## [YOUR GOAL]
Rewrite only the lines from the one containing "Now, the query is: window" through the one containing "[645,1082,896,1275]", keeping the requests. Multiply every bounding-box coordinate in the answers by 1.7 and round each result to a whole number, with halves going up.

··· EXTRACTED RECORDS

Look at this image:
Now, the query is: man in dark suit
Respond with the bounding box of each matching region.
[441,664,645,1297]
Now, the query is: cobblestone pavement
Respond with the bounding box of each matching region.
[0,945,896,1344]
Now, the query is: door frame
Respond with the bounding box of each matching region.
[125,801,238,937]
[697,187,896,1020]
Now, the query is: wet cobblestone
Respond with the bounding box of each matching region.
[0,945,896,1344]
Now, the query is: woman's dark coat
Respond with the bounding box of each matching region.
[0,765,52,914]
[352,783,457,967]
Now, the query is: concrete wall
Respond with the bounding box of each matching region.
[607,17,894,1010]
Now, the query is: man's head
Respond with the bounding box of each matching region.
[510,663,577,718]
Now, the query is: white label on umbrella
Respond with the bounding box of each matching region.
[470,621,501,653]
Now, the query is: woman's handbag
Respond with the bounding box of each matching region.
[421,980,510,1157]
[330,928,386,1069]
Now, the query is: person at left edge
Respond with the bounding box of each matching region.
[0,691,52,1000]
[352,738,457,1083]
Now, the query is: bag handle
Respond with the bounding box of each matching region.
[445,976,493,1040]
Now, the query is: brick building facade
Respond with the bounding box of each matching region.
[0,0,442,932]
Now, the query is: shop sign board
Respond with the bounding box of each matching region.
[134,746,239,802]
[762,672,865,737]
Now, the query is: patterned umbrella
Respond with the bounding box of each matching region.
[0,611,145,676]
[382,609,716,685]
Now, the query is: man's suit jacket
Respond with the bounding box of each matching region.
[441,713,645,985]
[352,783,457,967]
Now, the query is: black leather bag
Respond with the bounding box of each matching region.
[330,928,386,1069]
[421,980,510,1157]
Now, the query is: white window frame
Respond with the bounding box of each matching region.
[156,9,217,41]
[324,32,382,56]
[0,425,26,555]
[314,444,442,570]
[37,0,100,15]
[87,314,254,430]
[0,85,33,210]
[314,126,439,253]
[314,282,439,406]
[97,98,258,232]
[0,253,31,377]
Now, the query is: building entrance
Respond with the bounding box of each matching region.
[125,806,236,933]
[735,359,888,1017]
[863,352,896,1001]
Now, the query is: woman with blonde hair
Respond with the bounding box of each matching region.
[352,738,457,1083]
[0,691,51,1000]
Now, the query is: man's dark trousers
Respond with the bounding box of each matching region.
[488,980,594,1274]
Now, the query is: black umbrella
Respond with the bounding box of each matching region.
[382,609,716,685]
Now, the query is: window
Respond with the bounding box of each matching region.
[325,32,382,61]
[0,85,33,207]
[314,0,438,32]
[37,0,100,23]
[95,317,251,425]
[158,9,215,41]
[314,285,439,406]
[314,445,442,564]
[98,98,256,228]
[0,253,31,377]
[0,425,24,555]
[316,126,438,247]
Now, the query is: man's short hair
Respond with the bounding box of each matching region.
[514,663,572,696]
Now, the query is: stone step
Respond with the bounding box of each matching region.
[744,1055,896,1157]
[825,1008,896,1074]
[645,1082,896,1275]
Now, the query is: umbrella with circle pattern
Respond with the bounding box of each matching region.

······

## [SOLUTION FOR THIS EXERCISE]
Now, the query is: window
Respond with the bounding box of each matching region.
[553,54,649,104]
[0,145,56,352]
[534,0,745,54]
[63,0,170,39]
[162,539,427,723]
[269,15,366,70]
[534,485,746,690]
[534,757,751,959]
[167,167,435,388]
[0,430,53,641]
[0,723,41,944]
[537,214,745,420]
Now, the query is: man's short hair
Respond with the bounding box of each matching region.
[874,1127,972,1183]
Now, the query is: stone step
Respond with the bounding box of each matching region.
[1265,1794,1523,1967]
[1403,1714,1523,1826]
[1097,1839,1523,2168]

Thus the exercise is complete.